## THE TASK:
Each entry below should be reproduced character for character.

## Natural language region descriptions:
━━━━━━━━━━━━━━━━━━━━━━━━━━━━━━
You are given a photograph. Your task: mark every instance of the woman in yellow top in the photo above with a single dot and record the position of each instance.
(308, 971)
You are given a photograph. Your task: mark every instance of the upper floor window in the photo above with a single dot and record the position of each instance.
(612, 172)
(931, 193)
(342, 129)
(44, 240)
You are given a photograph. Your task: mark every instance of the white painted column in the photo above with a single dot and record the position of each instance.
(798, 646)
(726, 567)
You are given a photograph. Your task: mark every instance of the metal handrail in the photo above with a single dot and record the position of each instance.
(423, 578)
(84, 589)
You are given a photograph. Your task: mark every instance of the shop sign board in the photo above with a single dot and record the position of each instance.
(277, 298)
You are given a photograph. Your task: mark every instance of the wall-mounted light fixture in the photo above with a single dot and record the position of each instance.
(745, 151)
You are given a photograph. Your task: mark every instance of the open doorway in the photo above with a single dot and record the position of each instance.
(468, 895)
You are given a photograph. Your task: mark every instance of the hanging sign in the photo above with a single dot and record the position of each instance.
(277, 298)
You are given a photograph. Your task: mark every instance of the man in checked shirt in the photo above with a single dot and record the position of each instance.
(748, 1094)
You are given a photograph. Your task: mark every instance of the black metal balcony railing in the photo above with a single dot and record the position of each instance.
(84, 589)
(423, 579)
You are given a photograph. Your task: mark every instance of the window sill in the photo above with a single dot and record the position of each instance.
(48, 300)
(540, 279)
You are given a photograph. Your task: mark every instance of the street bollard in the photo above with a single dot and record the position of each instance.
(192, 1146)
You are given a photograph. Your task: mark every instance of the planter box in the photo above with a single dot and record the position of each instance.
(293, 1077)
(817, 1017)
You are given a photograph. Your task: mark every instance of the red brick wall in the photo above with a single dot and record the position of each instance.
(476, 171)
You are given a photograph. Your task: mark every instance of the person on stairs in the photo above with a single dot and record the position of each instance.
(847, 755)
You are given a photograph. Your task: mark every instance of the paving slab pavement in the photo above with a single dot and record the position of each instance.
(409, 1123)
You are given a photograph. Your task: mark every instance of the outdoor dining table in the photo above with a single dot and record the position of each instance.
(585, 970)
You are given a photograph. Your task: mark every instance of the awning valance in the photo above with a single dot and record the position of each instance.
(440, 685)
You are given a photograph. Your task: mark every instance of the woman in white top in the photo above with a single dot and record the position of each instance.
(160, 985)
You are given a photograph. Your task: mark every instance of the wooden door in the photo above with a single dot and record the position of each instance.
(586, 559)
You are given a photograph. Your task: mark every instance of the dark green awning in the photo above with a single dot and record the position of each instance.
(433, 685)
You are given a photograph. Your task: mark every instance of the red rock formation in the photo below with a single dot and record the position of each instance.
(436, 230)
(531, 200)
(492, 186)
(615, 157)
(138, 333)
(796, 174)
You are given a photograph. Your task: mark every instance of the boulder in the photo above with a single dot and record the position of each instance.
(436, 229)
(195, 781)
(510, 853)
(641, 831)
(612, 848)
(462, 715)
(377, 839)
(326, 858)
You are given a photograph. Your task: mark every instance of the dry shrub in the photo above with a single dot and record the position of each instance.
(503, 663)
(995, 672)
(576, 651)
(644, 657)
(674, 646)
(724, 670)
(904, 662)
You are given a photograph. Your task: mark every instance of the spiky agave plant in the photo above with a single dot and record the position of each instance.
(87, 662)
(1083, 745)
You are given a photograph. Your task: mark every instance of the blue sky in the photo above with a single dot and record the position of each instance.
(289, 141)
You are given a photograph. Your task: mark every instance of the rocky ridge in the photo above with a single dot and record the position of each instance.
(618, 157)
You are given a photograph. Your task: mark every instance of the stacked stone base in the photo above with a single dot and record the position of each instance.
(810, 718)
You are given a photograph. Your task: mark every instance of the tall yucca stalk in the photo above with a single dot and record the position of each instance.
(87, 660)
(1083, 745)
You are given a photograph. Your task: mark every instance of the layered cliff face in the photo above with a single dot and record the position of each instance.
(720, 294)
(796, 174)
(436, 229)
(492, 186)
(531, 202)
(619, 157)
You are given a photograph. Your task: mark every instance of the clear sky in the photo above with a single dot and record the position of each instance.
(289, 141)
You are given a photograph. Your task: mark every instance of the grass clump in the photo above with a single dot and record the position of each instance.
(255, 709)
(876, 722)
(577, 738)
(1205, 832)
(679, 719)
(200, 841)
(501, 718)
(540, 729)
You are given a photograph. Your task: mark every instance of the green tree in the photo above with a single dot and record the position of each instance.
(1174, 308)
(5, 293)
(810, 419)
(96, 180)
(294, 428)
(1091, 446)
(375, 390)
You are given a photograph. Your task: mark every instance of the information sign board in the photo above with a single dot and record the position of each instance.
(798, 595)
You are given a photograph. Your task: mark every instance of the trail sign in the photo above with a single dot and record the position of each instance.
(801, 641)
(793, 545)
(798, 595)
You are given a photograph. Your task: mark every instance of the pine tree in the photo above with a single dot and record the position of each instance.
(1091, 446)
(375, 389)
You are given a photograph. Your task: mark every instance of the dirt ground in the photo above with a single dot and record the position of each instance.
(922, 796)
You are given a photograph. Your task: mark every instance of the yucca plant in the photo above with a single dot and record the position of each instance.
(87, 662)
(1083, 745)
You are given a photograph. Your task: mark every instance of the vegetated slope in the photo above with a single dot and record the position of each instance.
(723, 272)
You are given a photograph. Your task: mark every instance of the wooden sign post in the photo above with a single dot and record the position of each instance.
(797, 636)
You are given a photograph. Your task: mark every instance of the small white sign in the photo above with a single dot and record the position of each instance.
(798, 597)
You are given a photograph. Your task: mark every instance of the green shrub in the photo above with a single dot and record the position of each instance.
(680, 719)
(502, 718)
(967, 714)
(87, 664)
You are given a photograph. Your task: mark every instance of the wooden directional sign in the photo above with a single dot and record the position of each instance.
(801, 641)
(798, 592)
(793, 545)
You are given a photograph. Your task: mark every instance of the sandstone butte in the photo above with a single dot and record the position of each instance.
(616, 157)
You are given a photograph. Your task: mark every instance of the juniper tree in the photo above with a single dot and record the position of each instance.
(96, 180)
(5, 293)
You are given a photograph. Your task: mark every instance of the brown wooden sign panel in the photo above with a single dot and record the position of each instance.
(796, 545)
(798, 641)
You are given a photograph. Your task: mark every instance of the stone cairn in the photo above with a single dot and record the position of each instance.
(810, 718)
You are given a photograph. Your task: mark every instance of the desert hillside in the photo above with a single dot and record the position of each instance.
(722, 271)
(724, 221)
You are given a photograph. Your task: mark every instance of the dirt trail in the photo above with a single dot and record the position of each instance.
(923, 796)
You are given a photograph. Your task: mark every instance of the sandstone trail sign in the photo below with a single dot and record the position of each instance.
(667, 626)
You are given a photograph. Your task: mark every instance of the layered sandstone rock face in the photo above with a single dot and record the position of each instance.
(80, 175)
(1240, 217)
━━━━━━━━━━━━━━━━━━━━━━━━━━━━━━
## EXPECTED ANSWER:
You are given a photograph. Your task: mark every instance of the woman in yellow top in the photo above with a single dot and record the position of each instance.
(308, 971)
You are given a photograph. Your task: mark every instance of the upper floor window in the photo above with a single dot and record the position of each instance.
(612, 172)
(931, 193)
(342, 129)
(44, 240)
You are given a photograph. Your task: mark every instance of the white painted column in the photo above with a single dot and record the position of each instance.
(798, 646)
(726, 567)
You are given a photograph. Your task: mark every instance of the metal handrail in the photo above with a single dot and record the position of each instance.
(423, 578)
(84, 589)
You are given a photograph. Your task: mark every instance of the shop sign board in the photo above with a single dot and record the position of each instance.
(277, 298)
You are given a photograph. Your task: mark every instance of the wall-mounted light fixture in the photo above with a single dot and record the position of each instance.
(745, 151)
You are given a photograph. Your task: mark every instance of the open doorway in the photo above with a single dot and record the position of each instance.
(468, 895)
You are given a photograph. Your task: mark every instance of the hanging sign in the photo above with a single dot and record the position of each instance.
(277, 298)
You are given a photograph. Your task: mark every instance of the man in checked shirt in the photo above with a single dot and record the position of each instance.
(748, 1094)
You are given a photograph. Your task: mark every instance of the black metal balcony railing in the photo above with a single dot and record the position of each instance.
(84, 589)
(423, 579)
You are given a photograph. Your task: mark every instance of the window sill in the photo above with a single dot and record the position of each instance.
(48, 300)
(540, 279)
You are given a photograph. Your task: mark every instance of the street bollard in the photo above with a single dot and record the position of each instance.
(192, 1146)
You are given a photograph. Your task: mark every instance of the planter box in the photo above with a single dot and record the position of each instance.
(293, 1077)
(817, 1017)
You are given a photograph. Your task: mark every instance of the red brick wall in the photo above with a single dot and record the position of each instance.
(476, 171)
You are given a photograph. Your task: mark every instance of the person on stairs in the photo above with a single dot and record the position of each instance.
(847, 755)
You are given a photograph. Your task: mark every instance of the paving slab pavement in the photo above with a single dot and record the position of each instance.
(409, 1123)
You are given a photograph. Your task: mark every instance of the outdoor dining table in the photo above with a single dot and record the position of each instance.
(585, 970)
You are given a photograph. Your task: mark every instance of the awning valance in the photo above with a single dot and record the position of each instance.
(440, 685)
You are given a photograph. Your task: mark every instance of the woman in white top in the photo above with a single dot and record the position of each instance.
(160, 985)
You are given a photograph. Your task: mark every instance of the wooden door in the photo above with a single dot and record the position of each instance.
(586, 559)
You are given a photograph. Your task: mark every instance of the dark green awning in the photo above with a single dot and record the position of each instance.
(433, 685)
You are given a photograph. Your task: mark every instance of the red rock formation in the photo below with a single dot and record the position of each instance.
(436, 230)
(531, 200)
(492, 186)
(615, 157)
(138, 333)
(796, 174)
You are given a photograph. Your task: mark every instance of the boulder in the photo above with a single dot and record the position of each instance.
(436, 229)
(195, 781)
(510, 853)
(641, 831)
(612, 848)
(462, 715)
(377, 839)
(326, 858)
You are given a photograph. Your task: mark every instance of the dry shrub in the photo above with a single dot and record the position of each instance.
(503, 663)
(995, 672)
(576, 651)
(644, 657)
(674, 646)
(724, 670)
(904, 662)
You are given a photograph. Your task: mark every instance of the spiky agave plant in the photo above with a single dot and record the position of each instance.
(87, 662)
(1083, 745)
You are given a photograph. Your task: mark every instance of the blue sky in the photo above with a single dot and record the position of each instance.
(289, 141)
You are given a photograph. Your task: mark every instance of the rocky ridge in the photo above with a single dot and record the position of each instance.
(618, 157)
You are given a photograph. Your task: mark every instance of the stacked stone base in the photo above with a single dot and record the position of each instance.
(810, 718)
You are given a photograph. Your task: mark every instance of the tall yucca stalk in the photo above with a single dot and record the position of each instance.
(87, 660)
(1083, 745)
You are given a photograph. Your task: mark every instance of the layered cliff face in the photo above with a single dot and record the position of each instance.
(720, 294)
(796, 174)
(436, 229)
(492, 186)
(531, 202)
(619, 157)
You are given a photograph. Your task: mark every instance of the clear sky in the photo above with a single dot and record the position of each instance.
(289, 141)
You are given a photograph. Your task: mark every instance of the grass clump in the photo above with a single dot and record the position of each instance.
(255, 709)
(876, 722)
(577, 738)
(1205, 832)
(679, 719)
(200, 841)
(501, 718)
(540, 729)
You are given a photograph. Your task: mark every instance of the green tree in the photo above with a single dot and record the position of each instance.
(1174, 308)
(5, 293)
(810, 419)
(96, 180)
(294, 428)
(1091, 446)
(375, 390)
You are given a photograph. Your task: mark every instance of the information sign board in the photo above with a single dot and record the position of each instance.
(798, 595)
You are given a photograph. Your task: mark every instance of the trail sign in the photo above with a single dot and record the position of each instance.
(801, 641)
(793, 545)
(798, 595)
You are given a photograph. Your task: mark every instance of the pine tree in the photo above with a single dot and record the position of each instance.
(1091, 446)
(375, 389)
You are given a photograph. Your task: mark every instance of the dirt ground in the photo above with a single dot and record the position of each instance.
(922, 796)
You are given a photograph. Your task: mark every instance of the yucca plant in the photo above with a single dot and record the position of each instance.
(87, 662)
(1083, 745)
You are given a photograph. Your task: mark every instance of the vegetated slope in the photo above with a single dot and record the position of each instance.
(723, 272)
You are given a photograph. Your task: mark every instance of the wooden sign post in the photo above with a single dot and record the position of each instance.
(797, 636)
You are given a photograph. Your task: mark every instance of the small white sign in the photo above with a single dot and record the position of each instance.
(798, 597)
You are given a photograph. Your task: mark every instance of the green shrub in the photo above with a single dot and record the position of each instance.
(680, 719)
(502, 718)
(967, 714)
(87, 664)
You are given a photograph. Your task: mark every instance of the wooden directional sign in the photo above with a single dot and record the position of each instance.
(801, 641)
(798, 592)
(793, 545)
You are given a photograph. Your task: mark every instance of the sandstone butte in the photo above with a single dot and record the position of each instance.
(616, 157)
You are given a photograph. Your task: mark every instance of the juniper tree in the photo above with a single dot and record the position of each instance.
(96, 180)
(5, 293)
You are given a photograph. Your task: mark every instance of the brown wooden sign panel in the photo above with a single dot and record the position of each instance.
(796, 545)
(798, 641)
You are given a photograph. Your task: mark every instance of the stone cairn in the photo above with a single dot and record the position of each instance.
(810, 718)
You are given a photograph. Your task: mark every instance of the desert hillside in the photo above with a single dot and record the position of each instance.
(722, 271)
(724, 221)
You are given a photograph. Your task: mark every instance of the dirt trail in the photo above with a single dot and record the position of each instance.
(923, 796)
You are given a photograph. Your task: mark every instance of the sandstone trail sign in the photo below with a single dot and record the position of each instance.
(667, 626)
You are given a photograph. Your task: mark every instance of the layered sandstone rock face in the photo above with a single dot and record the position of each instance.
(80, 175)
(1240, 217)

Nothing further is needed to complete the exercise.